> **Passage**:
The new government in Iran has withdrawn all crucial oil and gas concessions that had been promised to India by its predecessor.
Oil minister Bijan N Zangeneh, it is learnt, told Indian ambassador D P Srivastava on September 1 that Tehran would not accept the entire payment for crude oil imported by India in rupees as agreed in July.
India was banking on 100 per cent rupee payment for Iranian crude to cut its forex outflow. Petroleum Minister M Veerappa Moily had assured Prime Minister Manmohan Singh last month that an additional 11 million tonnes would be imported from Iran in 2013-14 to save $8.47 billion.
Iran has since stopped issuing invoices in rupees for the full quantity of crude and reverted to the old system of accepting only 45 per cent of the payment in rupees.
Zangeneh, it is learnt, told Srivastava that the new Central Bank of Iran governor had complained of difficulties in transferring money in euros from India to other countries to pay for food and medicines.
Iran, he said, needed help in resolving the problem with getting 55 per cent payment in euros, which was being routed through Turkeys Halkbank, and ended in February. Zangeneh wants India to renegotiate the terms and revert to majority euro payment.
Zangeneh also told the Indian envoy that the previous regimes offer to sign a production sharing contract (PSC) for the Farzad B offshore gas field was not
acceptable, as he could convince neither the government nor parliament to approve the PSC.
Under PSC, an operator gets a share of production or revenue in proportion to its investment. In a service contract, the Indian consortium would get a flat 15 per cent return on the investment for developing the field.
India had started work on floating a new government company to develop the field and keep out the existing contractor consortium of ONGC Videsh Ltd, Indian Oil Corp and Oil India Ltd to shield them from US sanctions.
The new regime has
also reversed the offer of natural gas at a heavily discounted price of 84 cents per million BTUs for setting up a urea plant through Indian investment at Assaluyeh or Chahbahar.
Zangeneh now wants a product-linked gas price where Iran would calculate the price related to the international price of urea after taking into account investment, operation cost and expected returns.

> **Task directions**: Under the old system Iran has returned to, what share of the crude oil payment does it accept in rupees, according to the article? The rows have nothing to do with the article.

> **Source information**:
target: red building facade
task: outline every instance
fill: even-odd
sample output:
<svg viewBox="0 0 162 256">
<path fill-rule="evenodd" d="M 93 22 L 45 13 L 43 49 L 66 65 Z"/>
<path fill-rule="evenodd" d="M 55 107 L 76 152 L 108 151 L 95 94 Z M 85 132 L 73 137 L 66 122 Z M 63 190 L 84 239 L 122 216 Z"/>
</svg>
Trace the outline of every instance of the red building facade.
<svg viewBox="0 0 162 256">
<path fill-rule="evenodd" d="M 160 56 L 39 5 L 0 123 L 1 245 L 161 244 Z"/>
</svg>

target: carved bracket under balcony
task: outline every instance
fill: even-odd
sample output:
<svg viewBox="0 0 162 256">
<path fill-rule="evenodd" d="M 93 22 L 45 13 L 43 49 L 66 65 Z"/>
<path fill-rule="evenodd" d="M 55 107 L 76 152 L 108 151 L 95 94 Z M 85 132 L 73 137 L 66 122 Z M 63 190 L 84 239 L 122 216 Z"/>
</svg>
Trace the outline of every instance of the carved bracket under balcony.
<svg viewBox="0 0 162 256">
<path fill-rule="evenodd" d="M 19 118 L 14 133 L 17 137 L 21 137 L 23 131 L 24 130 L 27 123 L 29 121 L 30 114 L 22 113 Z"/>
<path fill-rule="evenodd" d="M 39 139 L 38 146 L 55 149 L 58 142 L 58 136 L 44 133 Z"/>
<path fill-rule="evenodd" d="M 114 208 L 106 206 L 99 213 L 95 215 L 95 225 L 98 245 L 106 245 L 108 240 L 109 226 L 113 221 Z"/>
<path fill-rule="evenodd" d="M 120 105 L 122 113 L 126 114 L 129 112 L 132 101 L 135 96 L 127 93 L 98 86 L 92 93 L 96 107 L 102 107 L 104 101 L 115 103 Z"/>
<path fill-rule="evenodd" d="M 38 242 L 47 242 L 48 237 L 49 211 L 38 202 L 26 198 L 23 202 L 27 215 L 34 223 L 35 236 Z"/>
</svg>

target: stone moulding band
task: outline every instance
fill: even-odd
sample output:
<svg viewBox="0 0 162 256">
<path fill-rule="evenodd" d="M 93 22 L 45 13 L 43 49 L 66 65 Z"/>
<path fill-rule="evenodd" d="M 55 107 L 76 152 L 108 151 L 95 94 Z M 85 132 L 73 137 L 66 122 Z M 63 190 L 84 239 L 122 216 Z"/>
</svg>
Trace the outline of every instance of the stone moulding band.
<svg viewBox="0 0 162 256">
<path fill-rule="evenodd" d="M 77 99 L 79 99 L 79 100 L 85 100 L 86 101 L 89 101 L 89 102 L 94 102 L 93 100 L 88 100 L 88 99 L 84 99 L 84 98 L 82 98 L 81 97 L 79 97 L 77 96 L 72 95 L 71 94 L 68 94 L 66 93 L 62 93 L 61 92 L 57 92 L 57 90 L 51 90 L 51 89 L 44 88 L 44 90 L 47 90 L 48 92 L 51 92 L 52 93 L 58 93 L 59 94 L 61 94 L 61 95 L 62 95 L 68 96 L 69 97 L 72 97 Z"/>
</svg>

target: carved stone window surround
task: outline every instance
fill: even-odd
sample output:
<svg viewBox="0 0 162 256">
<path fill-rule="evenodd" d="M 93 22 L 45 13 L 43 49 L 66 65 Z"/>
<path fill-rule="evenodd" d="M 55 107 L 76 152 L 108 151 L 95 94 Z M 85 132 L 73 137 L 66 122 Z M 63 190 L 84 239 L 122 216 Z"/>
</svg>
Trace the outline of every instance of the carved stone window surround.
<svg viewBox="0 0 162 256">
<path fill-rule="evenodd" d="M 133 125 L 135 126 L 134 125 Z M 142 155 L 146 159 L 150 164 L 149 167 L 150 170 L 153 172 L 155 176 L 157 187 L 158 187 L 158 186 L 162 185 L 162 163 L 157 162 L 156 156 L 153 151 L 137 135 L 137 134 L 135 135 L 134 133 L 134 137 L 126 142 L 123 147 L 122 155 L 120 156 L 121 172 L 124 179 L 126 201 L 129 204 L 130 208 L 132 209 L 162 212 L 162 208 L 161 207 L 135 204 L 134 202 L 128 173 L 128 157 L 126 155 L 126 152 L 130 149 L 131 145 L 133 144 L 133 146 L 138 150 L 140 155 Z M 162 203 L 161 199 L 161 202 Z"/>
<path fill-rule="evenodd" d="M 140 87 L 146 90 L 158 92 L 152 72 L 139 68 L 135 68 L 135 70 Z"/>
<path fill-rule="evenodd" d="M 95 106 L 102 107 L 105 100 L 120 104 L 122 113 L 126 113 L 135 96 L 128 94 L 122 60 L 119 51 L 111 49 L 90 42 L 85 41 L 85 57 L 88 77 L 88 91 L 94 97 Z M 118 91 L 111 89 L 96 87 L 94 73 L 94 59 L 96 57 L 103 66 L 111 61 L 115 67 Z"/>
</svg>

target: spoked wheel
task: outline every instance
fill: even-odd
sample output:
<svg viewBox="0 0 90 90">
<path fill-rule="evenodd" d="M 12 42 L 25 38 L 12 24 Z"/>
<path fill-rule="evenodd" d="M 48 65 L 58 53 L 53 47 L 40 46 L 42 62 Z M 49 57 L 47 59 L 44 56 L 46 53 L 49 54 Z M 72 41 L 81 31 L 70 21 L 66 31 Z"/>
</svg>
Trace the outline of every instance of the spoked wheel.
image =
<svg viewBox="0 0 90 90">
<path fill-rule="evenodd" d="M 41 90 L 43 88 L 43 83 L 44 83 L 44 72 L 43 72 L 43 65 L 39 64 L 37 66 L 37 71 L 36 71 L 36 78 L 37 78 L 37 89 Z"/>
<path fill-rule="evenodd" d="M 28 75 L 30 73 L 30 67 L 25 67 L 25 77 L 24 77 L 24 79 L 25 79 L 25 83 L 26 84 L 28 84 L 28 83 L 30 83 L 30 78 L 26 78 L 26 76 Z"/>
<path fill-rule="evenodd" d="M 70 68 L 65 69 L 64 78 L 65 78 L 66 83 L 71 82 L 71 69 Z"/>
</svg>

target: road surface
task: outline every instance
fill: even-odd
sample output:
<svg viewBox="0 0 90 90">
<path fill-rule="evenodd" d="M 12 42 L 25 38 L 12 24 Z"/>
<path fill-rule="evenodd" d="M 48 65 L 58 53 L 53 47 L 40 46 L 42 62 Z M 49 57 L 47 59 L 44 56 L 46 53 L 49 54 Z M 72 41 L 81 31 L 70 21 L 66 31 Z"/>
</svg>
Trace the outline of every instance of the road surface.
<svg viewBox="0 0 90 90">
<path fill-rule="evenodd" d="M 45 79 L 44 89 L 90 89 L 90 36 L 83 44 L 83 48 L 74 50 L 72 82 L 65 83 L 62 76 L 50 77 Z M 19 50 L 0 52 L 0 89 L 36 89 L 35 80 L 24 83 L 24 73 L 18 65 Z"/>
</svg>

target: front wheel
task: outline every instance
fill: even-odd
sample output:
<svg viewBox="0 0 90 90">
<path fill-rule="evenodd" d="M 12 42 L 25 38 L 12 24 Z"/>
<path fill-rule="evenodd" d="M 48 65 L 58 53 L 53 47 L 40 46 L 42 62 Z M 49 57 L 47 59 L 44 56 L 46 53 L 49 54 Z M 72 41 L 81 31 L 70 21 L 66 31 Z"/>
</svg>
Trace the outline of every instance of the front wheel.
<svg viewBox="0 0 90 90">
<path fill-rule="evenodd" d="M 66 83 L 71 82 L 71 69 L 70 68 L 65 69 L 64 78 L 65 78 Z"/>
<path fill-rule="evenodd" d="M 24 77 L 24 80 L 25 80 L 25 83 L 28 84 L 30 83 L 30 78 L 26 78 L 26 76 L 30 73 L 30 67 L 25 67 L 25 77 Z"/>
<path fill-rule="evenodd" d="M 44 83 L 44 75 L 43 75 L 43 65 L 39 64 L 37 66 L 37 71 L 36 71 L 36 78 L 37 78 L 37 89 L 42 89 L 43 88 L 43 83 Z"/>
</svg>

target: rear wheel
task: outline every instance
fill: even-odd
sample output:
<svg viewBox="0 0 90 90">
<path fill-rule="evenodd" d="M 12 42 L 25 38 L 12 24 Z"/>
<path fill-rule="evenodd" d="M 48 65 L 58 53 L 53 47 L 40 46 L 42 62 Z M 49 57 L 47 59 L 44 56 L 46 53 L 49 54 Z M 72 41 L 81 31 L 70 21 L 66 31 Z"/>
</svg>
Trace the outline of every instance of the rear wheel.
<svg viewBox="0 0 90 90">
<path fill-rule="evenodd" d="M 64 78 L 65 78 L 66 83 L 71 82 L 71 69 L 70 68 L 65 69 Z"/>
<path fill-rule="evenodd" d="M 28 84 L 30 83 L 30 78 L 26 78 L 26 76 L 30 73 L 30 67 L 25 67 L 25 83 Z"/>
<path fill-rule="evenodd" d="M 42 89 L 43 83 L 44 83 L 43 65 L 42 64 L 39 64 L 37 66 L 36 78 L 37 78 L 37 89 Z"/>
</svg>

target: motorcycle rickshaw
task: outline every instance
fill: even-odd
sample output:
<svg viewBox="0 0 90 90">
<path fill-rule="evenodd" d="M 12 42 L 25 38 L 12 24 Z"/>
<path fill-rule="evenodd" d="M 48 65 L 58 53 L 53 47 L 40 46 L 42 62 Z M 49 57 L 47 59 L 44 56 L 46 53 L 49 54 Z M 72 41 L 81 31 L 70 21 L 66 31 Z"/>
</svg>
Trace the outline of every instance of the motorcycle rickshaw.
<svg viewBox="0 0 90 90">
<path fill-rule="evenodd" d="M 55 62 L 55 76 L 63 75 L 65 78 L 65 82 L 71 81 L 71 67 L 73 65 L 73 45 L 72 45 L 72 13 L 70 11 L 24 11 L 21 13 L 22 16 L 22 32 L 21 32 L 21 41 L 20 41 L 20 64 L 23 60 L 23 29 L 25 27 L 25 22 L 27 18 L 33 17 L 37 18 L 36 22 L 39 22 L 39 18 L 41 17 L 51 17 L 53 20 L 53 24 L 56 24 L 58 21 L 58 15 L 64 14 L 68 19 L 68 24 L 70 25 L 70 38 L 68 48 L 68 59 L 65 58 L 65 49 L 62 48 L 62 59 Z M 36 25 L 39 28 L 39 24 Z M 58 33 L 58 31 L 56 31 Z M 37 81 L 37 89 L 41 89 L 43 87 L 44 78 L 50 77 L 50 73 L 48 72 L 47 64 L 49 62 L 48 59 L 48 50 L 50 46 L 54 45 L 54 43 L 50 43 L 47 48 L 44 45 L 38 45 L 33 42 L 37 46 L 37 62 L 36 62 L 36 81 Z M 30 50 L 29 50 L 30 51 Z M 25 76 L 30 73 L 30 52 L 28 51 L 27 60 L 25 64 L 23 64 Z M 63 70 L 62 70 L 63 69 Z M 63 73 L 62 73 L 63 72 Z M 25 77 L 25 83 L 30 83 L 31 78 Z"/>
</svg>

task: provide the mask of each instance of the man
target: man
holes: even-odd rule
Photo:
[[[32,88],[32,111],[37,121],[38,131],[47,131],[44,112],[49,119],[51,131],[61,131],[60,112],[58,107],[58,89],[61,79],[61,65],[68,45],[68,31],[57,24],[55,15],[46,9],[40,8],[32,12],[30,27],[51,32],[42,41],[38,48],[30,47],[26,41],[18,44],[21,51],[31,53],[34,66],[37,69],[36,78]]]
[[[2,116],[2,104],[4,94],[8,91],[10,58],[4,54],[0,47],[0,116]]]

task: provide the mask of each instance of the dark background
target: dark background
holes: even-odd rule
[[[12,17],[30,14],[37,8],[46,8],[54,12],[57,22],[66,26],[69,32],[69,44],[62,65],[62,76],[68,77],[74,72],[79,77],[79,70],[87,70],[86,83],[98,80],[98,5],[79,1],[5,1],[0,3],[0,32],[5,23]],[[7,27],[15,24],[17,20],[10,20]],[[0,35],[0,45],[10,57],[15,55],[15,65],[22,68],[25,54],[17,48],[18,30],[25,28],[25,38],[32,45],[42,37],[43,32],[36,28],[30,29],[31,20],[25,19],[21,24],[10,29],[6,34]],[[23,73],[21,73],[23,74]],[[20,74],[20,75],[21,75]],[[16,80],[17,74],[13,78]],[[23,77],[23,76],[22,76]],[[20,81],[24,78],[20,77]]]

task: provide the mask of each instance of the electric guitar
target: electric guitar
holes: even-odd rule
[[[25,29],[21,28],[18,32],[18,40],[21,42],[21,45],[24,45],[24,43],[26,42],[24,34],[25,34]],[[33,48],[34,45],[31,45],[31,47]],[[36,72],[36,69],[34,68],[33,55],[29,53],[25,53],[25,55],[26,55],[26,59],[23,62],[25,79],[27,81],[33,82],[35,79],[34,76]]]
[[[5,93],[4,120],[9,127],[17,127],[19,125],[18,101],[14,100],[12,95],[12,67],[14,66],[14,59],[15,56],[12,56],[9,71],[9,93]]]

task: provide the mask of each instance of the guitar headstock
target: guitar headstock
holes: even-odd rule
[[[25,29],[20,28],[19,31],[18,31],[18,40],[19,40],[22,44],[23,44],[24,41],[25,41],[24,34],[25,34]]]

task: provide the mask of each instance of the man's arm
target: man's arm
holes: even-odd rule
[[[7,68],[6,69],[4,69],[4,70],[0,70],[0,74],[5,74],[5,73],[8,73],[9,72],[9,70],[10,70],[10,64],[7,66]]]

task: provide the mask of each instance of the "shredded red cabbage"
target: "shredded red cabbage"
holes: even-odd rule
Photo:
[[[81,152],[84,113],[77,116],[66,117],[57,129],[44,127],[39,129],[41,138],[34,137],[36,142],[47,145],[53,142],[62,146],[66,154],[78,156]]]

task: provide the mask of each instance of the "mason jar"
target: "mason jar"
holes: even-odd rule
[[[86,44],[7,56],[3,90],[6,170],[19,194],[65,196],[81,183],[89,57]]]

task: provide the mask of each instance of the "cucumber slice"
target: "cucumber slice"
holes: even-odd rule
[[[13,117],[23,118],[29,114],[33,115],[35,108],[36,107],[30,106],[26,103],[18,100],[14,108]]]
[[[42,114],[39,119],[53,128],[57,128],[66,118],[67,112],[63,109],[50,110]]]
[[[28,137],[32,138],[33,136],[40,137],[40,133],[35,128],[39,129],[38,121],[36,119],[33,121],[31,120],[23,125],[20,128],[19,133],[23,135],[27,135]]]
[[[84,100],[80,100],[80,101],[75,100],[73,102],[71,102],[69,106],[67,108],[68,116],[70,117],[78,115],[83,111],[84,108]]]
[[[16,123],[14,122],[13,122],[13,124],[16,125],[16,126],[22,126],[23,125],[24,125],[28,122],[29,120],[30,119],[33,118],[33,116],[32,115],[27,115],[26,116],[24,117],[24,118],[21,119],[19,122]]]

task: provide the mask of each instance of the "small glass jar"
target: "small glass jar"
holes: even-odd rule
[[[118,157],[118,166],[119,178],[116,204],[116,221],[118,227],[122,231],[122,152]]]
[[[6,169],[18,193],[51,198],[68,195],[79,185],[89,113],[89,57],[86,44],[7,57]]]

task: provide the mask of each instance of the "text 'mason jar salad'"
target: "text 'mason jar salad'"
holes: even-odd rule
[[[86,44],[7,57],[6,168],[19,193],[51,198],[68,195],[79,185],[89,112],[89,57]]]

> **Reply**: Only 45 percent of the payment.